(WORK TO DO):
• 1. Sum up the patent excerpt in two sentences.
• 2. Retype part of the patent excerpt word for word, beginning at the words "Description" and stopping after the words "September 29, 2010.".

(SOURCE EXTRACT):
———
This invention comprises a two-stage process for purifying a gas, preferably natural gas. The process provides for a higher level of hydrocarbon recovery with lower compressor power consumption and a lower membrane area requirement than prior art processes.

Description

TWO-STAGE MEMBRANE PROCESS
PRIORITY CLAIM OF EARLIER NATIONAL APPLICATION
[0001] This application claims priority to U.S. Application No. 61/387,492 filed
September 29, 2010.
BACKGROUND OF THE INVENTION
[0002] This invention relates to a membrane process for purifying gases. More particularly, this invention relates to a more efficient two-stage process for purifying natural gas.
[0003] Membrane processes have been widely used for bulk gas separation in the areas of CO2 and H2S removal from natural gas, ¾ recovery, air separation, etc. Gas separation membrane materials for current commercial applications are usually polymeric, which have somewhat limited selectivity for the gas species intended to be separated. As a result, complete separation of the components in the gas mixture is difficult to achieve. The product streams from a membrane process tend to be less than pure and product recovery is generally well below 100%. For example, in the application of CO2 removal from natural gas using a commercial cellulose acetate (CA) membrane, methane and other hydrocarbons can be lost with CO2 in the permeate stream. Multistage membrane processes have been used
commercially to further recover the hydrocarbons from the permeate stream, as shown in FIG. 1 for a two-stage membrane process and FIG. 3 for a two-step membrane process. Depending on feed gas conditions, the hydrocarbon recovery for a two-stage membrane process will often exceed 95% and in some cases exceed 98%> or even 99%. The major penalty is the cost of the added compressor and its associated power consumption.
[0004] Solvent processes such as those based on amine solvents have also been widely used for CO2 removal from natural gas, with generally above 99% hydrocarbon recovery, although the (important) fuel consumption in the amine unit reboiler needs to be taken into account as well. However, compared to the solvent process, the membrane process provides various advantages such as ease of installation and operation in remote areas, reduced utility requirements, the elimination of a dehydration unit and for off-shore applications the absence of a sea motion effect which in the case of solvent processes can reduce efficiency. Since the value of hydrocarbons is high and its loss incurs a significant penalty, there exists a need to develop an improved membrane process to increase the product recovery while reducing compressor power consumption.
———
(RECORD SET):
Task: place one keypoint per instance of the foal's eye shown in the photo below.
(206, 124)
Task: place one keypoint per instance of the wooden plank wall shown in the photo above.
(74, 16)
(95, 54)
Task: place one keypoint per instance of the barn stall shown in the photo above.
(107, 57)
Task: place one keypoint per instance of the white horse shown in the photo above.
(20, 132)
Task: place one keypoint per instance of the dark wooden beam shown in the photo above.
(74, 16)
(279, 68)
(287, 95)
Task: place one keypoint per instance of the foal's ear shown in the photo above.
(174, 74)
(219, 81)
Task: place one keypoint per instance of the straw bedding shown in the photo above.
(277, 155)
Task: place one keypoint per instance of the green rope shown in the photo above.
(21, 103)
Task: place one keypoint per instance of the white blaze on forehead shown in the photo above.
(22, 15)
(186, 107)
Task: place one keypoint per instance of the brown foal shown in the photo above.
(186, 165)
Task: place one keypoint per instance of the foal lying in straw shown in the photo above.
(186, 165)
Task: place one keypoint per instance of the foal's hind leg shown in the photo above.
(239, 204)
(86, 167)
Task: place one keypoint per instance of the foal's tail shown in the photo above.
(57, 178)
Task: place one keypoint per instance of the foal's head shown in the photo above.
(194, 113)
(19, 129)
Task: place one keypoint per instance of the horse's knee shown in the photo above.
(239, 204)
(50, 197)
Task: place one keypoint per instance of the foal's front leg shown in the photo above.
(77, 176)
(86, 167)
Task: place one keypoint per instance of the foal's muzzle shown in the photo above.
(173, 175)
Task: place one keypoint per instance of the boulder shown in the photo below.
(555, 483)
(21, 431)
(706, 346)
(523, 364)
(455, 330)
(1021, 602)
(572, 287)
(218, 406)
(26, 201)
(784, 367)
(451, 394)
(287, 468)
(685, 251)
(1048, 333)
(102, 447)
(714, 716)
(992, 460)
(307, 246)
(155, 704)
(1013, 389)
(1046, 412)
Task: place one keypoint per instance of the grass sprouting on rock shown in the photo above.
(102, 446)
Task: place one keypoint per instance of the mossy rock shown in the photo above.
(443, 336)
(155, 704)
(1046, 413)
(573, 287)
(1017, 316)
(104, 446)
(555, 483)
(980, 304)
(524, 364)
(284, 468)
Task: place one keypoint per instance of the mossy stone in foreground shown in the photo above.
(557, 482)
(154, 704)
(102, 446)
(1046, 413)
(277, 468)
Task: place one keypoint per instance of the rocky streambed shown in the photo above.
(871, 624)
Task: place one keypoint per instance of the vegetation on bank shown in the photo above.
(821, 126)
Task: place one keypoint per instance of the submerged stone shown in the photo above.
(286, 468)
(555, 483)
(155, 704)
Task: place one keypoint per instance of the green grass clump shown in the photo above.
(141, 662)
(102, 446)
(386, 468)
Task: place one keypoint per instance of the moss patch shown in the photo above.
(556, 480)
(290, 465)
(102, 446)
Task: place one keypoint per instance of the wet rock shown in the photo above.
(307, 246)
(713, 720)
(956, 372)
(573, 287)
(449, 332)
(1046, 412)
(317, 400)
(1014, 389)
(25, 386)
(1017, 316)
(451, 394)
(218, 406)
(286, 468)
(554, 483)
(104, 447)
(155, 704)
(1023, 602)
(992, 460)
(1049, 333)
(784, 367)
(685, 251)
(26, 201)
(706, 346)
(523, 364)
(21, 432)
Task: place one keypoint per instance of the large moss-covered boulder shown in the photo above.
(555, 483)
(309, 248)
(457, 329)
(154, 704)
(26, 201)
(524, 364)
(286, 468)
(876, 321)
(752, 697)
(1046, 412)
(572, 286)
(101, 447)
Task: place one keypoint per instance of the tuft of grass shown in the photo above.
———
(EXPECTED RESULTS):
• 1. The patent excerpt describes a two-stage membrane process for purifying gas, preferably natural gas, that recovers more hydrocarbons with lower compressor power use and less membrane area than earlier processes. Because common polymer membranes lose methane and other hydrocarbons along with CO2 in the permeate stream, and multistage membrane setups carry the cost of an added compressor and its power use, it says an improved membrane process is needed to raise product recovery while cutting compressor power.

• 2.
Description

TWO-STAGE MEMBRANE PROCESS
PRIORITY CLAIM OF EARLIER NATIONAL APPLICATION
[0001] This application claims priority to U.S. Application No. 61/387,492 filed
September 29, 2010.